◆ Aim:
Rewrite part of the listing below as a JSON list of strings, one string for each line, with blank lines omitted. Start at the line containing "Practice. Locate the gray" and end at the line containing "[(302, 255), (47, 218)]", including both of those lines.

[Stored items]

-*-*-

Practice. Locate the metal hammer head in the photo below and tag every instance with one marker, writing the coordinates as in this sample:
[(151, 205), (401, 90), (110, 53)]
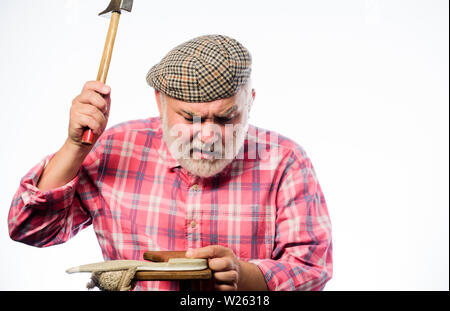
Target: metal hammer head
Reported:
[(118, 6)]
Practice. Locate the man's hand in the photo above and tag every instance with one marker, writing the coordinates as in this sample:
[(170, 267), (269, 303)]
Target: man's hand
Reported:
[(229, 272), (89, 109)]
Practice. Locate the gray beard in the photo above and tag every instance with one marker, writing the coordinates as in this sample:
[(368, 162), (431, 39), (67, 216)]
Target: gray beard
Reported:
[(204, 167)]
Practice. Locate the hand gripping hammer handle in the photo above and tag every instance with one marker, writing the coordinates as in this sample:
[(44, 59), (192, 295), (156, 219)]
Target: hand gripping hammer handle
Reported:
[(88, 135)]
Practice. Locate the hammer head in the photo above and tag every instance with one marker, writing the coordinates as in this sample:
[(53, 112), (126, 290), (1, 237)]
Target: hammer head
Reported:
[(118, 6)]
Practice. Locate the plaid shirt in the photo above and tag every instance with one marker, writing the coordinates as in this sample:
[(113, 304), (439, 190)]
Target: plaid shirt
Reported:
[(269, 210)]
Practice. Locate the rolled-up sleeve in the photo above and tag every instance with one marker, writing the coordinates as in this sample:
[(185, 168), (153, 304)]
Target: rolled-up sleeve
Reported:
[(302, 255), (47, 218)]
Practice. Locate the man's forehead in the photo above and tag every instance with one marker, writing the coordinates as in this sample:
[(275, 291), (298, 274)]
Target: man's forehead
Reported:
[(219, 107)]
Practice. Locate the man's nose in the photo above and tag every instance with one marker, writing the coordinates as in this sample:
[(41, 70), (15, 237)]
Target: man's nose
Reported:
[(209, 133)]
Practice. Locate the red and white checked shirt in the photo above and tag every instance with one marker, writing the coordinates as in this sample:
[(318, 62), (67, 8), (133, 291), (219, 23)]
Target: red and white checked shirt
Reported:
[(269, 210)]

-*-*-

◆ Solution for this exercise:
[
  "Practice. Locate the gray beard in the photo above and tag every instance with one marker, writing the coordinates as in this sample:",
  "[(368, 162), (431, 39), (67, 216)]",
  "Target: gray beard",
  "Reported:",
  "[(204, 167)]",
  "Practice. Locate the hand gripping hammer handle in the photo above and tag every instance with one marker, writing the coordinates as in this sample:",
  "[(44, 59), (192, 295), (156, 219)]",
  "Target: hand gripping hammer handle",
  "Reported:",
  "[(88, 135)]",
  "Practice. Locate the hammer head in the photo above and tag every instance with one marker, writing the coordinates as in this sample:",
  "[(53, 112), (126, 290), (1, 237)]",
  "Target: hammer head",
  "Reported:",
  "[(118, 6)]",
  "Practice. Locate the plaid shirt in the photo above and tag every instance with one marker, writing the coordinates as in this sample:",
  "[(113, 304), (439, 190)]",
  "Target: plaid shirt",
  "Reported:",
  "[(269, 210)]",
  "Practice. Locate the rolled-up sleeve in the photo above and tag every instance with one marker, writing the coordinates as in this sample:",
  "[(185, 168), (153, 304)]",
  "Target: rolled-up sleeve",
  "Reported:",
  "[(302, 255), (47, 218)]"
]